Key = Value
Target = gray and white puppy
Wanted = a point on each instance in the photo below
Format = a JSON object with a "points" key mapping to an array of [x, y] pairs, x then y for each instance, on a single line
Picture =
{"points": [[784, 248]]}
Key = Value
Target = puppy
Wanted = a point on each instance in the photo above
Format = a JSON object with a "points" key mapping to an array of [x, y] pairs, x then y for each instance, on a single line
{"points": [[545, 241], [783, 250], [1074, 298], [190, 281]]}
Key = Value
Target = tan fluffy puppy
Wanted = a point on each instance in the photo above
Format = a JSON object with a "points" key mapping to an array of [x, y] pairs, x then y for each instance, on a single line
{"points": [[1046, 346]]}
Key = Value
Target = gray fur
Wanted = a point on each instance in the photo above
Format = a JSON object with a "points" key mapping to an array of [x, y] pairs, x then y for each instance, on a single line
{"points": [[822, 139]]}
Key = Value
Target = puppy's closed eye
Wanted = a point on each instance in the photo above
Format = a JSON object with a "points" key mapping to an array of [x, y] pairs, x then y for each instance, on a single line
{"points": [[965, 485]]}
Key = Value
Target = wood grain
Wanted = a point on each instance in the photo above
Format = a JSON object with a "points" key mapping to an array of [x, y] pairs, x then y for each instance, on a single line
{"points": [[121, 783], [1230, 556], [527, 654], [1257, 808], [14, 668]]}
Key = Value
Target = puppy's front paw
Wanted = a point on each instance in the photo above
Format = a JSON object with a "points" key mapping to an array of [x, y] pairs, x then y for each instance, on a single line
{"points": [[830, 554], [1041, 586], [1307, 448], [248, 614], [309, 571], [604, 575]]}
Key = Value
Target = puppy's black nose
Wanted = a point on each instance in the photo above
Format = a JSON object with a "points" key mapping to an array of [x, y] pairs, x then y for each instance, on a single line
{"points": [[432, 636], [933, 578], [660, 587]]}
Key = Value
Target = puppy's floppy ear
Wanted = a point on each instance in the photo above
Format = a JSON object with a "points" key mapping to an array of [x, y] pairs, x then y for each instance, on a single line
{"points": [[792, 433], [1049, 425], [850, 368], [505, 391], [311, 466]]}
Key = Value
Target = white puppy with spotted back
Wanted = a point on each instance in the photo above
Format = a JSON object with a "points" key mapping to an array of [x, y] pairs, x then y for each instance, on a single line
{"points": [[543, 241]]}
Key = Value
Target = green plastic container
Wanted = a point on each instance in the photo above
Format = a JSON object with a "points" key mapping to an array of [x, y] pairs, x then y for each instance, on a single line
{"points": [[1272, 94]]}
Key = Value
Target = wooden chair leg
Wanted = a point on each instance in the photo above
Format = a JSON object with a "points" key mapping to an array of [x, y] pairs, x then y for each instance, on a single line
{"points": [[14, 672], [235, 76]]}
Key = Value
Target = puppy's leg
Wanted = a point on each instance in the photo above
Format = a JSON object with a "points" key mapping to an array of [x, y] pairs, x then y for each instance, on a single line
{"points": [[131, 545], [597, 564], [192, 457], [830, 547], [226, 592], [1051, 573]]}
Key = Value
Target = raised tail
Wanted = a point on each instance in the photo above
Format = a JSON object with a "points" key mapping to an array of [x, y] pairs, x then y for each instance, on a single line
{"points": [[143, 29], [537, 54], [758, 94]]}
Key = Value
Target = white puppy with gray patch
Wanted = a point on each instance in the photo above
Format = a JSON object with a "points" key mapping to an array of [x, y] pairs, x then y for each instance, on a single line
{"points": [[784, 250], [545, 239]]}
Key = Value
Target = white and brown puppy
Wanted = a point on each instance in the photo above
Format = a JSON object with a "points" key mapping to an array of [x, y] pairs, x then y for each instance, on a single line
--*--
Task details:
All of the data shown above must be copied exactly.

Result for this exercise:
Key = Value
Target = gray and white puppy
Wanted = a point on each instance in the photo below
Format = a JSON object with a "points" key mapping to an array of [x, y] pairs, x then y for each instance, on a single line
Picture =
{"points": [[784, 248]]}
Key = Value
Target = puppy
Wanted = a point on each instance in the photo above
Format = a JSON object with a "points" key mapping to an array of [x, y] pairs, x then y for each instance, on a single line
{"points": [[545, 241], [783, 250], [1074, 298], [190, 281]]}
Key = Value
Target = tan fluffy puppy
Wanted = a point on each instance in the photo above
Format = a JSON object with a "points" key mapping to an array of [x, y] pairs, x then y for each instance, on a single line
{"points": [[1046, 346]]}
Key = Value
Target = gray fur
Wanted = a point on each instance in the photo above
Format = a JSON object with a "points" key mapping to an array of [x, y] pairs, x then y for each instance, on a single line
{"points": [[822, 139]]}
Key = Value
Target = puppy's closed eye
Wanted = a point on each instance in the photo above
Format = a JSON object with a "points" key mapping to an array of [x, y] pairs, x then y for each instance, on a single line
{"points": [[965, 485]]}
Key = Value
Target = wood grain
Wanted = a point on each instance in the photo above
Format = a JSON object with a "points" key mapping to an array of [x, y] pairs, x then y for each instance, on a single line
{"points": [[121, 783], [1230, 556], [527, 654], [1257, 808], [14, 668]]}
Key = Value
Target = puppy's front paw
Wanted = a point on each instance in the photo above
Format = a JSON object with a "points" key mapping to an array of [x, y] pairs, x then y for each instance, on a single line
{"points": [[830, 554], [1041, 586], [1307, 448], [248, 614], [309, 571], [604, 575]]}
Key = Value
Target = puppy's black nose
Wanted = a point on each instance in the photo above
Format = a JSON object with a "points" key mapping to an array of [x, y] pairs, x then y for each instance, on a single line
{"points": [[432, 636], [933, 578], [660, 587]]}
Key = Value
Target = puppy's floppy ear
Wanted = a point on each instance in the photo above
Format = a JSON object with a "points" key mapping to an array of [x, y] pairs, x then y for each instance, on a single line
{"points": [[792, 433], [1049, 425], [850, 368], [505, 391], [311, 466]]}
Key = Value
Target = white puppy with spotted back
Wanted = a point on each instance in the photo above
Format = a JSON object with a "points" key mapping to an array of [x, y] pairs, x then y for each instance, on a single line
{"points": [[543, 241]]}
Key = Value
Target = green plastic container
Wanted = a point on each instance in the photo above
Format = a JSON object with a "points" key mapping to an array of [x, y] pairs, x then y for each instance, on a single line
{"points": [[1272, 94]]}
Key = Value
Target = wooden chair leg
Wanted = a point on each instance in the photo above
Format = a JSON object with a "points" key mapping to an array of [x, y] pairs, x then y for each instance, on a single line
{"points": [[14, 672], [235, 76]]}
Key = Value
Target = puppy's leg
Wanted = a point on each instance in the photo above
Format = a JSON object with a "points" key mapping to an array of [x, y] pairs, x then y for each instance, on a single line
{"points": [[131, 545], [597, 564], [192, 457], [830, 547], [226, 592], [1051, 573]]}
Key = Value
Target = raised tail
Wanted = a point on each instance in the photo above
Format = a JSON object with a "points" key mapping to an array of [x, y] pairs, x then y for each instance, on a single line
{"points": [[143, 29], [537, 54], [758, 94]]}
Key = Value
Target = white puppy with gray patch
Wanted = a point on each instance in the photo above
Format = a JSON object with a "points" key mapping to an array of [x, y] pairs, x then y for each instance, on a single line
{"points": [[784, 250], [545, 239]]}
Key = Value
Target = white and brown puppy
Wanted = a point on each instance in the photo above
Format = a JSON object with a "points" key mapping to an array of [x, y] pairs, x then y for each instance, on a single line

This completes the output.